(Records drawn from a dataset)
__________________________________________________

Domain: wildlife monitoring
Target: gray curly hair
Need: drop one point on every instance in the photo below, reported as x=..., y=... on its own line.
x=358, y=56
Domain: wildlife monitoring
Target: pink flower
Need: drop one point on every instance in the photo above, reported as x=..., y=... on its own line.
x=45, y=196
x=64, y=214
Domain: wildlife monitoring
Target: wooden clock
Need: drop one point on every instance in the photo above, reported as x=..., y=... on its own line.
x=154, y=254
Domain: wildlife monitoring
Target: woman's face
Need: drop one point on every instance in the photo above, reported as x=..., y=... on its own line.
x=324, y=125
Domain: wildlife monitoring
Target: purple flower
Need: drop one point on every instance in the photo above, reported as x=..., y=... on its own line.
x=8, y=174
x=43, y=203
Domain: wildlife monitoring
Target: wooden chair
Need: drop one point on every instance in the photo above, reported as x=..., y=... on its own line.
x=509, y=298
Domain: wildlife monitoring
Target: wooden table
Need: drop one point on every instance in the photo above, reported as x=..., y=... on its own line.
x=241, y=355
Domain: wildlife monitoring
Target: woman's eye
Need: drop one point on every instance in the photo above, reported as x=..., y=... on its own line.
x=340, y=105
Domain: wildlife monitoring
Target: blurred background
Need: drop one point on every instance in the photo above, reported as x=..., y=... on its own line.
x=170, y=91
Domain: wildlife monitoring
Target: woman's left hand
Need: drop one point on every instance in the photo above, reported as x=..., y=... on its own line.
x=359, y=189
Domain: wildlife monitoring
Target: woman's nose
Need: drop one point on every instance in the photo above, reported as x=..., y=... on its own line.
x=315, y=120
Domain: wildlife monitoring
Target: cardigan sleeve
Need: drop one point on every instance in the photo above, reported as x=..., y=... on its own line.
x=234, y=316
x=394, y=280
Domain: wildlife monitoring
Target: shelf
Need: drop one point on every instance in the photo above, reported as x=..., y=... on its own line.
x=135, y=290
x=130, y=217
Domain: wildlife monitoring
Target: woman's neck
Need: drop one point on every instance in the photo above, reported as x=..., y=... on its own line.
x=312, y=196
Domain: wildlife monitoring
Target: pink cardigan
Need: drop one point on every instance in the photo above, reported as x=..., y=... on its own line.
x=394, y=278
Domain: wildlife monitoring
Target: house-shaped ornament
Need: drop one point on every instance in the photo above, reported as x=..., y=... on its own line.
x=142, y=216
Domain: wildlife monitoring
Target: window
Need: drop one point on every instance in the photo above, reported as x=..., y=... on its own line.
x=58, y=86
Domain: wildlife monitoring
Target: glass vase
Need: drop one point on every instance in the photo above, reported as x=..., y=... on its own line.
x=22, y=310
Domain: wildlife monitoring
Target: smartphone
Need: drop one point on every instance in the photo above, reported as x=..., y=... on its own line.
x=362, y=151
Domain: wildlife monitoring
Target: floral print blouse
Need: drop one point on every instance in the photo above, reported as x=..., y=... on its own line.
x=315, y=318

__________________________________________________

What you need to do: Go through the entries above and pull out each line with "wooden" in it.

Solution for this task:
Target: wooden clock
Target: wooden chair
Target: wooden table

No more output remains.